(Collection entries)

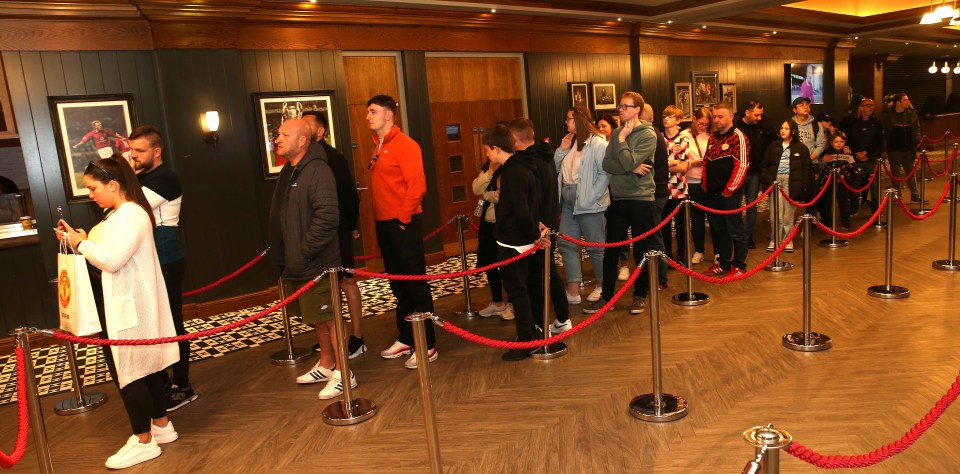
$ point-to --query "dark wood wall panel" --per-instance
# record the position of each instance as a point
(32, 77)
(547, 78)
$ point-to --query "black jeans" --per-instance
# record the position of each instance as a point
(487, 254)
(727, 230)
(403, 254)
(639, 217)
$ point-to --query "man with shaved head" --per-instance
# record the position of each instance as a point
(304, 218)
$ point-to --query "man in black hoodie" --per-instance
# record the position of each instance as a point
(540, 157)
(517, 228)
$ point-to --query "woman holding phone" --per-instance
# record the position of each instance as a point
(122, 259)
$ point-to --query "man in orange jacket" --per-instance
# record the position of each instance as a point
(397, 184)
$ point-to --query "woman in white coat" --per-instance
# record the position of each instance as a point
(123, 259)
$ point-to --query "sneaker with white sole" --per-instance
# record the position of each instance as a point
(595, 294)
(411, 363)
(334, 387)
(164, 435)
(133, 453)
(493, 309)
(397, 349)
(557, 327)
(507, 315)
(318, 373)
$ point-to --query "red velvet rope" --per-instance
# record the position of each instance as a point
(742, 276)
(826, 185)
(228, 277)
(496, 343)
(865, 460)
(864, 188)
(185, 337)
(861, 229)
(946, 190)
(23, 421)
(444, 276)
(734, 211)
(916, 166)
(638, 238)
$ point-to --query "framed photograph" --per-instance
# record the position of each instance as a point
(683, 98)
(706, 88)
(728, 93)
(272, 108)
(604, 96)
(579, 94)
(88, 128)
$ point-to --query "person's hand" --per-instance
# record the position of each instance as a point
(627, 129)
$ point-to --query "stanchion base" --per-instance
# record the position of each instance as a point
(336, 413)
(946, 264)
(672, 407)
(285, 358)
(888, 292)
(690, 299)
(817, 342)
(834, 243)
(778, 267)
(69, 406)
(466, 312)
(557, 349)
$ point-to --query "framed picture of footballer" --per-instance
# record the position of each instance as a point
(273, 108)
(88, 128)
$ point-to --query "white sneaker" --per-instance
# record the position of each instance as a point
(396, 350)
(334, 387)
(164, 435)
(411, 363)
(133, 453)
(507, 315)
(493, 309)
(595, 294)
(557, 327)
(318, 373)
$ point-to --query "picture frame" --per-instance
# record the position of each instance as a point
(272, 108)
(579, 93)
(706, 88)
(80, 140)
(603, 96)
(683, 99)
(728, 93)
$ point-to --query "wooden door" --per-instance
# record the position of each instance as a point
(366, 77)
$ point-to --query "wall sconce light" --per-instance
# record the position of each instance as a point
(211, 124)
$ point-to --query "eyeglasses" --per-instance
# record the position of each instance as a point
(95, 165)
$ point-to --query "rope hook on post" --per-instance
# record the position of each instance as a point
(807, 340)
(690, 297)
(426, 392)
(888, 290)
(468, 310)
(657, 407)
(348, 410)
(767, 442)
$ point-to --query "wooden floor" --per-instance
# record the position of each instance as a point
(891, 361)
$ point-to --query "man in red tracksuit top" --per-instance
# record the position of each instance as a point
(725, 169)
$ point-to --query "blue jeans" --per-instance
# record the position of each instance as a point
(590, 227)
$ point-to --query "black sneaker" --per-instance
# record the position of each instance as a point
(179, 396)
(355, 347)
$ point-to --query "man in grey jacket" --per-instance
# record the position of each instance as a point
(304, 219)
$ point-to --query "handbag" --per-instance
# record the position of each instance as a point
(78, 309)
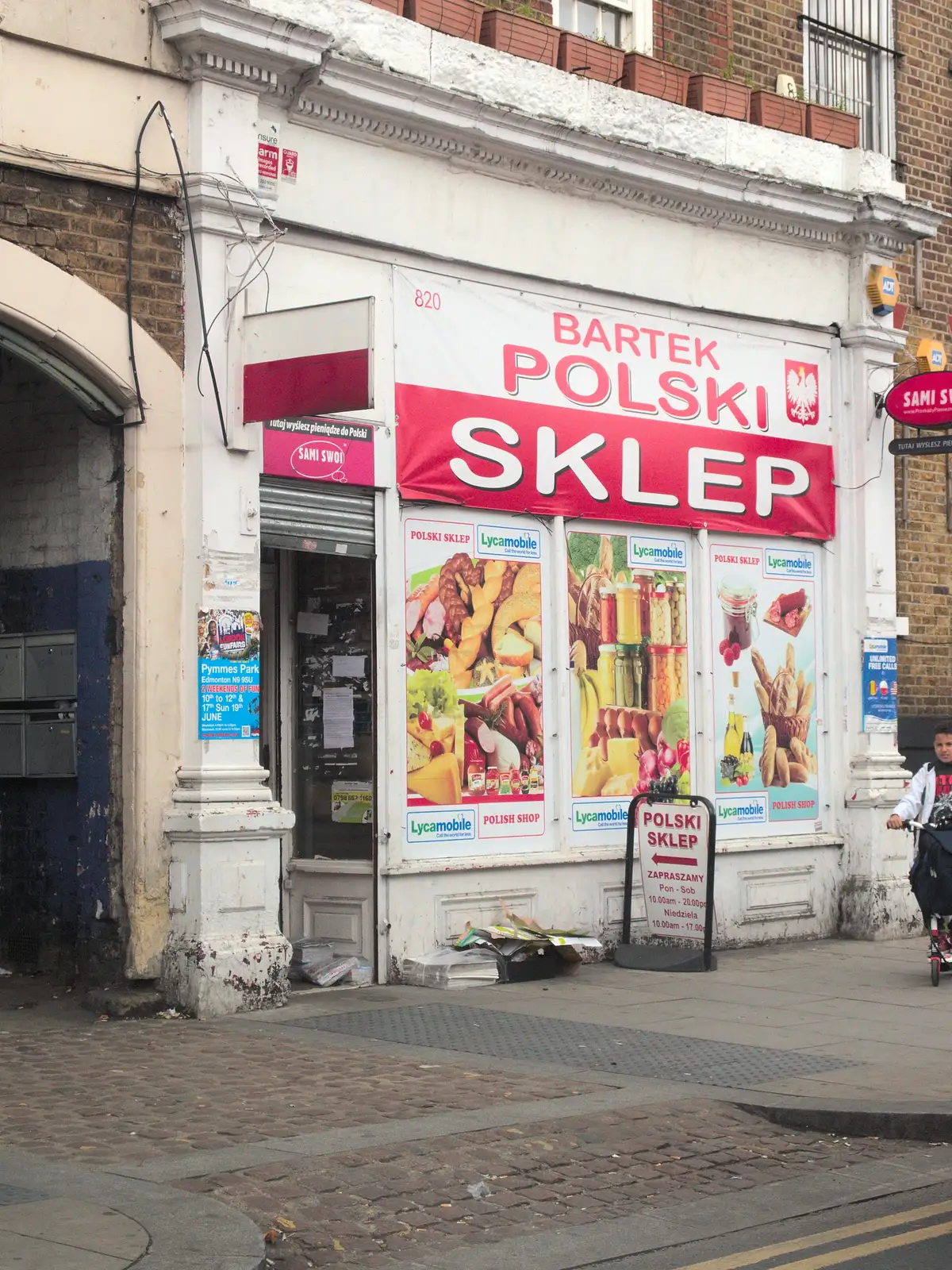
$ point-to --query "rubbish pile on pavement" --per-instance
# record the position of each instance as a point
(315, 962)
(512, 952)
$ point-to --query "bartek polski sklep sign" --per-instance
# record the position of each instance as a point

• _TASK TO CARRY OUT_:
Starting from the line where "in red tracksuit" appears, copy every line through the end of the material, both ends included, but no pictures.

• _FINAL RESULT_:
$ point-to --query "man in red tracksuit top" --per-instance
# record the position of each instance as a point
(725, 169)
$ point-to --query "blue jeans" --per-instance
# record the position of each instance as a point
(590, 227)
$ point-to --query "black sneaker" --per-instance
# record the position of each instance as a point
(179, 396)
(355, 347)
$ point-to --query "man in grey jacket" --per-instance
# record the position of each instance as a point
(304, 219)
$ point-to --query "handbag" --per-instance
# record the position of each instance as a point
(78, 309)
$ point-to --query "rubbish pile on pavement" --per-instance
# record the position of each instance as a point
(315, 962)
(512, 952)
$ point-to --query "bartek polski sklep sign" --per-instance
# record the position of each instance as a point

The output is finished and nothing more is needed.